(Assignment A) From the forum thread on having a baby in Australia, give again the passage starting at "# delivering a" and ending at "(Jul 3, 2008)".
(Assignment B) In the forum thread on having a baby in Australia, what job does ellisa say she has?
(Assignment C) Pick up the forum thread on having a baby in Australia after its last post and continue it.

# delivering a baby in australia on PR status



## manisha (Oct 6, 2009)

hi i am 18 weeks pregnant having a PR valid upto 2012, want to deliver my baby in australia.....can anyone guide me about the hospital expenses etc . will my delivery costs be covered under MEDICARE??


----------



## ellisa (Jul 3, 2008)

manisha said:


> hi i am 18 weeks pregnant having a PR valid upto 2012, want to deliver my baby in australia.....can anyone guide me about the hospital expenses etc . will my delivery costs be covered under MEDICARE??


Hi Manisha

I am a midwife in Brisbane, do you have permenant residency, because you state only until 2012. I thought if you have it then its not for a set period of time? Anyway if you have medicare it will cover the costs, but you will be seen under the public healthcare system in maternity and as far as i know it will not cost you anything. You will still get the same expert care only without the private room, choice of Dr etc. Hope this helps ellisa


----------



## manisha (Oct 6, 2009)

hi ellisa

thanks a lot for yr prompt reply. ya we have PR valid upto jan 2012 as they give you initially for 5 yrs. we are planning to move there in sept preferably to brisbane. can you pls advise me some good hospitals in brisbane that are preferably close to furnished apartments and shopping mall.

(Source material)
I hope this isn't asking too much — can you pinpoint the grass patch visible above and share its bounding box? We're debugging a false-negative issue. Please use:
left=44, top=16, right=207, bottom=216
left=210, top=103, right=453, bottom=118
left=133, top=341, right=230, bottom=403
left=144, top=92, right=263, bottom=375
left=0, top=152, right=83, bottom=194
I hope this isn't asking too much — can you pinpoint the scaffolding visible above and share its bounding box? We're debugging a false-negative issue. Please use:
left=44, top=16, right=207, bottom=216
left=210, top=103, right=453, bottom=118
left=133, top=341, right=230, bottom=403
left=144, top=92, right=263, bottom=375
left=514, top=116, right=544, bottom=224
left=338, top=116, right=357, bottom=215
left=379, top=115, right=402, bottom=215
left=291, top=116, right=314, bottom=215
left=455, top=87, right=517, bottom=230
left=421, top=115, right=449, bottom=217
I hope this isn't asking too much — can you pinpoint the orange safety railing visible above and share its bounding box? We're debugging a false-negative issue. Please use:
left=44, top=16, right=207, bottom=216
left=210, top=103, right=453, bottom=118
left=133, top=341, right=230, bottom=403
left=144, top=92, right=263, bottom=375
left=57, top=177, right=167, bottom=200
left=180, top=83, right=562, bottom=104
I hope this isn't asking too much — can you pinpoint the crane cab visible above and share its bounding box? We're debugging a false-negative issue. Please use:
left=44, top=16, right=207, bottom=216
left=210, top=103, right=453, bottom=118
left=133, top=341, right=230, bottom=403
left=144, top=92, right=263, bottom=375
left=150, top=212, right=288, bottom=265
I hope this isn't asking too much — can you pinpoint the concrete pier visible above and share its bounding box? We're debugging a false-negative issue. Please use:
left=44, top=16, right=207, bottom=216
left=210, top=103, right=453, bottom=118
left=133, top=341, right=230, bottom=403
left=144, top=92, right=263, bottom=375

(Exercise output A)
# delivering a baby in australia on PR status



## manisha (Oct 6, 2009)

hi i am 18 weeks pregnant having a PR valid upto 2012, want to deliver my baby in australia.....can anyone guide me about the hospital expenses etc . will my delivery costs be covered under MEDICARE??


----------



## ellisa (Jul 3, 2008)

(Exercise output B) She is a midwife in Brisbane.

(Exercise output C)
thanks once again.[



Hi Manisha

I am a midwife in Brisbane, do you have permenant residency, because you state only until 2012. I thought if you have it then its not for a set period of time? Anyway if you have medicare it will cover the costs, but you will be seen under the public healthcare system in maternity and as far as i know it will not cost you anything. You will still get the same expert care only without the private room, choice of Dr etc. Hope this helps ellisa[/QUOTE]


----------



## kaz101 (Nov 29, 2007)

Hi Ellisa

PR is permanent but you are only allowed to travel on a PR visa for 5 years - after that you need to apply for citizenship or return resident visa to leave and return to Australia.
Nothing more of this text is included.